● Problem
Write out the full listing again, exactly as it stands.

● Extracted records
>> start
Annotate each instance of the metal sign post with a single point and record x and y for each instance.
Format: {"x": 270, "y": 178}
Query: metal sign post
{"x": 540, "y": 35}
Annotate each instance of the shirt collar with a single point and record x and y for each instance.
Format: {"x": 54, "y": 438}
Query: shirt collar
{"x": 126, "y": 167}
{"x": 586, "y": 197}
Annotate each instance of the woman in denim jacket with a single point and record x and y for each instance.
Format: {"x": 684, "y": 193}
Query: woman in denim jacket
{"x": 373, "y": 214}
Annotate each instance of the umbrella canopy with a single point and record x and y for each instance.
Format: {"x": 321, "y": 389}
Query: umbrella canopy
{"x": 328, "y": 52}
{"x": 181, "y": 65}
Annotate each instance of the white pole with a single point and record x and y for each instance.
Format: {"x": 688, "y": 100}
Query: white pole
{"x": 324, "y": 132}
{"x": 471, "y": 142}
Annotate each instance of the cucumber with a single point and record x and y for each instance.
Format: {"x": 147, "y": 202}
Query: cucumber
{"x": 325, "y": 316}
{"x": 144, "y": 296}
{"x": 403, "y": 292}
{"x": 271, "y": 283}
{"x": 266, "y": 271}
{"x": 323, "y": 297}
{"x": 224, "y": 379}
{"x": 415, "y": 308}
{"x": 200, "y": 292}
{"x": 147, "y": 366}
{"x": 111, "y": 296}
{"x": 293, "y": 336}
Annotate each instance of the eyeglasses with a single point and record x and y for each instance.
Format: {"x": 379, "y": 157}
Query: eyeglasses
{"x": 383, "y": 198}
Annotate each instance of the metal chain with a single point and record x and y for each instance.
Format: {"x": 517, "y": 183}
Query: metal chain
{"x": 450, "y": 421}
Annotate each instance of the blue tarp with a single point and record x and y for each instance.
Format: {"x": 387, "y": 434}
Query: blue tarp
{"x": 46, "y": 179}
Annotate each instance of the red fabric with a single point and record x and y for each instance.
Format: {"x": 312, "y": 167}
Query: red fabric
>> end
● Task solution
Annotate each instance of the metal sign post with a single point and record x and y for each instance.
Format: {"x": 270, "y": 178}
Query: metal sign post
{"x": 540, "y": 35}
Annotate each instance of the shirt collar with a single point and record x and y for each instance.
Format: {"x": 54, "y": 438}
Query: shirt collar
{"x": 126, "y": 167}
{"x": 586, "y": 197}
Annotate each instance of the woman in denim jacket with a single point and record x and y for each instance.
Format: {"x": 684, "y": 193}
Query: woman in denim jacket
{"x": 373, "y": 214}
Annotate each instance of the umbrella canopy with a single point and record x and y for each instance.
Format: {"x": 321, "y": 389}
Query: umbrella canopy
{"x": 328, "y": 52}
{"x": 181, "y": 65}
Annotate each instance of the white pole with a single point and record x and y for each instance.
Format: {"x": 688, "y": 100}
Query: white pole
{"x": 324, "y": 132}
{"x": 471, "y": 142}
Annotate each instance of the cucumber with a single point and record x and y for each instance.
Format: {"x": 147, "y": 202}
Query: cucumber
{"x": 325, "y": 316}
{"x": 144, "y": 296}
{"x": 403, "y": 292}
{"x": 271, "y": 283}
{"x": 266, "y": 271}
{"x": 323, "y": 297}
{"x": 224, "y": 379}
{"x": 415, "y": 308}
{"x": 200, "y": 292}
{"x": 147, "y": 366}
{"x": 111, "y": 296}
{"x": 293, "y": 336}
Annotate each instance of the eyeglasses with a single point and record x and y for each instance.
Format: {"x": 379, "y": 157}
Query: eyeglasses
{"x": 383, "y": 198}
Annotate each instance of the metal chain with a single point and record x and y for each instance.
Format: {"x": 517, "y": 183}
Query: metal chain
{"x": 450, "y": 421}
Annotate each instance of the blue tarp with a single point and record x and y for each instance.
Format: {"x": 387, "y": 434}
Query: blue tarp
{"x": 46, "y": 179}
Annotate each instance of the red fabric with a single point and record x and y for each instance.
Format: {"x": 312, "y": 167}
Query: red fabric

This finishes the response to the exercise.